- **Exercise instructions**: Convert the part of the entries below that opens with the line containing "Shelf-audit tagging: for every instance of the gloved fingertip" and closes with the line containing "x=270, y=349", both lines included, into a JSON list of strings with one string per line. Leave out blank lines.

- **Given records**:
++++++++++++++++++++
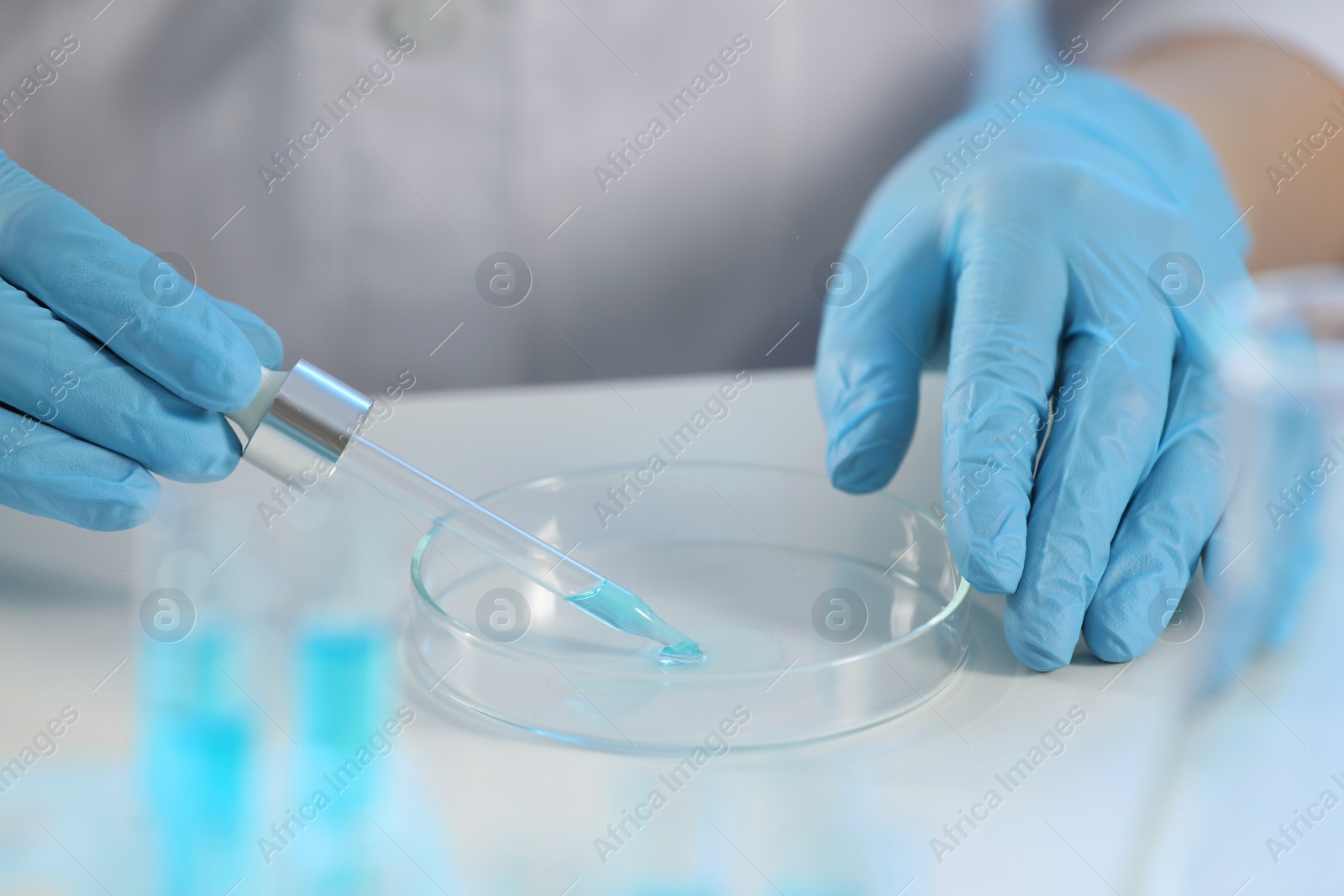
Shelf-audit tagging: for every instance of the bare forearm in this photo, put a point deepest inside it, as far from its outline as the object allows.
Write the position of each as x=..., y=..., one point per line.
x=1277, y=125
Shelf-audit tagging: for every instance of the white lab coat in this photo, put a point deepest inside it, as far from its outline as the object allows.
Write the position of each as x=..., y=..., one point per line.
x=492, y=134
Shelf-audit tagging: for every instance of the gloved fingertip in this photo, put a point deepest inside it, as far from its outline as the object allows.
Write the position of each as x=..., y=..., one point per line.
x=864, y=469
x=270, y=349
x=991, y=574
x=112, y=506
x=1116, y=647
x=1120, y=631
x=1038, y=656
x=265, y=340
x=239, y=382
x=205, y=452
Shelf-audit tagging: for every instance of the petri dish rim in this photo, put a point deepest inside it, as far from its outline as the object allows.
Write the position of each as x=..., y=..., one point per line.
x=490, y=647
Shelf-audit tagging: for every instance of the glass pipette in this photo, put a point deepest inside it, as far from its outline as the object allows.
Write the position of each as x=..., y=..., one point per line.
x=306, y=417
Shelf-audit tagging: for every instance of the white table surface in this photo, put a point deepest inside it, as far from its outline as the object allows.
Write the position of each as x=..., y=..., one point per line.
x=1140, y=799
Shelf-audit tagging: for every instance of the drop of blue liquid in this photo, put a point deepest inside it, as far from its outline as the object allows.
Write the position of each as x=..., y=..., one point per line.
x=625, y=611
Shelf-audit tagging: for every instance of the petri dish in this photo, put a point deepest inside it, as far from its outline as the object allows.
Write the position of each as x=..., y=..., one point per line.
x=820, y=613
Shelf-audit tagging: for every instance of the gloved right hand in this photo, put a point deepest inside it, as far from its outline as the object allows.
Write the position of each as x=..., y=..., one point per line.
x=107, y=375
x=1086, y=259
++++++++++++++++++++
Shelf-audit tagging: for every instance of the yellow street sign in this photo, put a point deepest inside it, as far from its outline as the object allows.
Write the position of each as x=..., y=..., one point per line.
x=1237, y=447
++++++++++++++++++++
- **Solution to this task**:
[
  "Shelf-audit tagging: for every instance of the gloved fingertip in this photo, put a point deepest inside it, as far from its outline as the object allows.",
  "Write the position of each as x=..., y=..., one point per line.",
  "x=864, y=469",
  "x=270, y=349"
]